(Records from a point annotation dataset)
* * *

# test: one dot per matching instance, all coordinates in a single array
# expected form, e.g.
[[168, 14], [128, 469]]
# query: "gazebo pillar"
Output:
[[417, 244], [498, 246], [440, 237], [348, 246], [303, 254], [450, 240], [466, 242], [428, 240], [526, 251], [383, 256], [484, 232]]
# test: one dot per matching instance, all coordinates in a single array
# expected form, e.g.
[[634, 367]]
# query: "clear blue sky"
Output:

* * *

Write out every line of the items above, changing nothing.

# test: one dot per matching instance, all coordinates in a single array
# expected form, e.g.
[[168, 14], [128, 469]]
# query: "gazebo pillar"
Output:
[[417, 244], [498, 246], [440, 237], [348, 246], [303, 254], [450, 240], [466, 242], [428, 240], [526, 251], [383, 256], [484, 232]]
# test: one dot per matching instance, all coordinates in a single array
# expected form, e.g.
[[634, 367]]
# query: "clear blue sky"
Output:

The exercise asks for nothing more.